— begin TEXT TO READ —
In the March of the Penguins category of adorable documentary, Disney offered Earth, a cut-down and cuted-up version of the 2006 BBC series Planet Earth. Mixing and milking the week's two do-gooder events — Earth Day and Take Your Daughters and Sons to Work Day — Disney fashioned its own Take Your Kid to a Movie Called Earth Day and harvested a very green $4 million on its Wednesday opening. That 24-hr. gesture must have exhausted American moviegoers' impulse to save the planet, for in the next four days, including the weekend, Earth didn't come near the daily $4 million mark. It will conclude the Friday-to-Sunday session with $8.6 million, not bad for documentary, but far less than Obsessed grossed on Friday alone.
— end TEXT TO READ —
OBJECTIVE A
How much did Disney's Earth gross on its Wednesday opening, according to the box-office report on the film?
OBJECTIVE B
Please continue the box-office report on Disney's Earth from its final sentence.
— begin LISTED ENTRIES —
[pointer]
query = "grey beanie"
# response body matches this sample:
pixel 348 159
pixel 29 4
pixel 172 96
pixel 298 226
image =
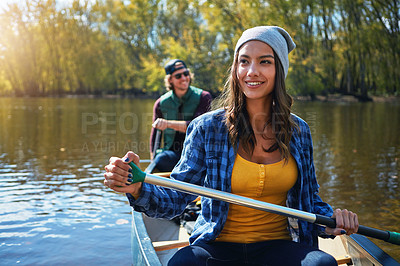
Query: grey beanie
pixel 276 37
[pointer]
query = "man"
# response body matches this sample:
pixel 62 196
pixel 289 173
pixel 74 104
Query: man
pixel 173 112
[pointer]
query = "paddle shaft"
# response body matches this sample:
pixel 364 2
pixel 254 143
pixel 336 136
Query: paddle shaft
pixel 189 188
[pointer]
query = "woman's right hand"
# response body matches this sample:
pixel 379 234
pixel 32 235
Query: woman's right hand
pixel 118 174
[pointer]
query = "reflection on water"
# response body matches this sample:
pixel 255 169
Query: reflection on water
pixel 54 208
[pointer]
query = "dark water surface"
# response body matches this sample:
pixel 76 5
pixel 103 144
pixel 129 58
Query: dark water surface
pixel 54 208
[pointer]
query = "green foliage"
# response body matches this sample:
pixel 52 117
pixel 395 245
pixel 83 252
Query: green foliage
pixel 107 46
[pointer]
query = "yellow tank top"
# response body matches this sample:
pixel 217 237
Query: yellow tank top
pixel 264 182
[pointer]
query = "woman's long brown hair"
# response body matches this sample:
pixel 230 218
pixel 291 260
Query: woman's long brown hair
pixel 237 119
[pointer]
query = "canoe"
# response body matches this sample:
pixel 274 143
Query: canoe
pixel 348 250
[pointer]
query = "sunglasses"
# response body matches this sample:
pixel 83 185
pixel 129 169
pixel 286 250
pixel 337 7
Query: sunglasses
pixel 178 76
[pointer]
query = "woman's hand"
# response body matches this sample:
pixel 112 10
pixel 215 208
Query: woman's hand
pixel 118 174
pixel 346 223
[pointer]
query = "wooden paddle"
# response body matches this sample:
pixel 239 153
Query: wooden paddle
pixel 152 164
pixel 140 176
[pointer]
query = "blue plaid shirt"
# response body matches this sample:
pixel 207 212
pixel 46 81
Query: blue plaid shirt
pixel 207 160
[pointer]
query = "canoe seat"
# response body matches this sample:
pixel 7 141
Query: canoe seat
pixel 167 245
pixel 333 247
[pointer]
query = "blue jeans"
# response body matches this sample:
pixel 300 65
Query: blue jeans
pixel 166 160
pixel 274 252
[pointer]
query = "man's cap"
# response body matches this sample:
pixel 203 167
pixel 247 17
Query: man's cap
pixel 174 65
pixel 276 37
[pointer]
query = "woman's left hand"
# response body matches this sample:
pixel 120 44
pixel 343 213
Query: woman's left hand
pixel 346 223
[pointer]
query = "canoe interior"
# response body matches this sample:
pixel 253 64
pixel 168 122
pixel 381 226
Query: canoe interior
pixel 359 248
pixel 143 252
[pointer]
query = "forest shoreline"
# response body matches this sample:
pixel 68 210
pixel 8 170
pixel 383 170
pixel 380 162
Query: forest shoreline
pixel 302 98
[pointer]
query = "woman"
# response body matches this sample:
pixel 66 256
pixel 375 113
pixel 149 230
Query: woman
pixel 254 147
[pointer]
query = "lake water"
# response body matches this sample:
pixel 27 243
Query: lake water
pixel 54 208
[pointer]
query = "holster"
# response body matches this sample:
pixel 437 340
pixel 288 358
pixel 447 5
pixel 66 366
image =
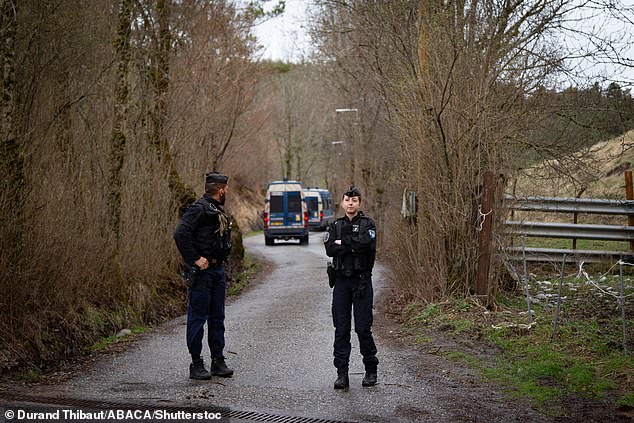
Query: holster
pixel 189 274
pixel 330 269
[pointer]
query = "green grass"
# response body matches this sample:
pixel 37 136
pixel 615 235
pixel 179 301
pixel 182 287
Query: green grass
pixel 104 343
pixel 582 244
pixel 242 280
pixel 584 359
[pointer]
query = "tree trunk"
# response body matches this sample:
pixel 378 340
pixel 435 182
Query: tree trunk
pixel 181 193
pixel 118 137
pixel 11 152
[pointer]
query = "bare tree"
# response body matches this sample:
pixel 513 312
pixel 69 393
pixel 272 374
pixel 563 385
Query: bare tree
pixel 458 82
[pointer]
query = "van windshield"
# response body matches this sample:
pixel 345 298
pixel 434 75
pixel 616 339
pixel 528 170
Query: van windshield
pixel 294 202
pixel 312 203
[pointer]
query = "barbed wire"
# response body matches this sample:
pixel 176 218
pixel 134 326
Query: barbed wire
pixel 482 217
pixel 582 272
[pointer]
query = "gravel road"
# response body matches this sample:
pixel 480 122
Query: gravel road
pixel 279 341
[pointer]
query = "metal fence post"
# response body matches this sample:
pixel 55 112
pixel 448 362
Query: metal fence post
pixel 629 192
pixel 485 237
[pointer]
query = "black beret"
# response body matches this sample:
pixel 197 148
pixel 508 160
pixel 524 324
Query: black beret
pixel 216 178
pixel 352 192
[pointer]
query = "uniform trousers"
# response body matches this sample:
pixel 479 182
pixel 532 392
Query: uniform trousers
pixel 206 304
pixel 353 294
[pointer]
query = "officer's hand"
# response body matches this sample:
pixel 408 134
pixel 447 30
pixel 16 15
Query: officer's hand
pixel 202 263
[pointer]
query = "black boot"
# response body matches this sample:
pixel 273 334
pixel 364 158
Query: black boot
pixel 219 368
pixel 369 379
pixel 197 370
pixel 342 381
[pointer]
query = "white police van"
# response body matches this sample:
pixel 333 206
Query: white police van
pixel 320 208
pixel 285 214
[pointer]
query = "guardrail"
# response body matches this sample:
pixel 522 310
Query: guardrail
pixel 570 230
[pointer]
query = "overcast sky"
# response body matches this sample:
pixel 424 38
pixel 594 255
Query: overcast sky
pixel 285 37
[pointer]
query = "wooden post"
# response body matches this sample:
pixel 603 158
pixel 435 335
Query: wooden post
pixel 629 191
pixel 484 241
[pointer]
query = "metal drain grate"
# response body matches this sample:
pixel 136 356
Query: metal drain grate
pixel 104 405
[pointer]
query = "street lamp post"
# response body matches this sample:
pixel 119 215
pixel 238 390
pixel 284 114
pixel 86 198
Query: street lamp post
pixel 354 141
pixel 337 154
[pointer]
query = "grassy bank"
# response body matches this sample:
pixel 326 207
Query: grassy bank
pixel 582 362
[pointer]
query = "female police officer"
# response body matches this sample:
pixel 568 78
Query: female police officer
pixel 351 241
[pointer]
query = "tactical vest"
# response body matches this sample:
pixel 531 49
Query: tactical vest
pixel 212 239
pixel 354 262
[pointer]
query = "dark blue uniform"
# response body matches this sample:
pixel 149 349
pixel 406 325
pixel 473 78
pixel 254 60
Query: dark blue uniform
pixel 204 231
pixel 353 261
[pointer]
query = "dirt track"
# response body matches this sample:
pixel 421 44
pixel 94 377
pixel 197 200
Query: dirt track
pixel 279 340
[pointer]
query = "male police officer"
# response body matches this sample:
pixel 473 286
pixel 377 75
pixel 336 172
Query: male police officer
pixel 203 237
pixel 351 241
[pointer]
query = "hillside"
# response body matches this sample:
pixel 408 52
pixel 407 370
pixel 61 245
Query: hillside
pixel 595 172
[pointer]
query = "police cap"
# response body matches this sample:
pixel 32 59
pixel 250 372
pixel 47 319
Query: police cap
— end LISTED ENTRIES —
WRITTEN RESPONSE A
$4 million

WRITTEN RESPONSE B
Yet that was enough to keep Earth neck-and-neck with the weekend's prestige drama debut, the true-life male weepie The Soloist, which grossed $9.7 million. Retelling the story (already aired on 60 Minutes) of a homeless, schizophrenic cellist befriended by a Los Angeles Times columnist, it's the sort of serioso uplifter that usually gets released in December and garners major awards. Its stars have been in aisle seats on Oscar Night: Jamie Foxx as the musician, Robert Downey, Jr., as the newspaperman. But The Soloist was pulled from a late-year release, to be dumped in the no-man's-land of late April. And though the film nabbed respectful reviews, audiences were quick to realize it was neither Iron Man nor Ray. Directed by Joe Wright, who did the posh Brit drama Atonement, the new film looks unlikely to match Atonement's $51 million domestic take, let alone the $78 million it made abroad.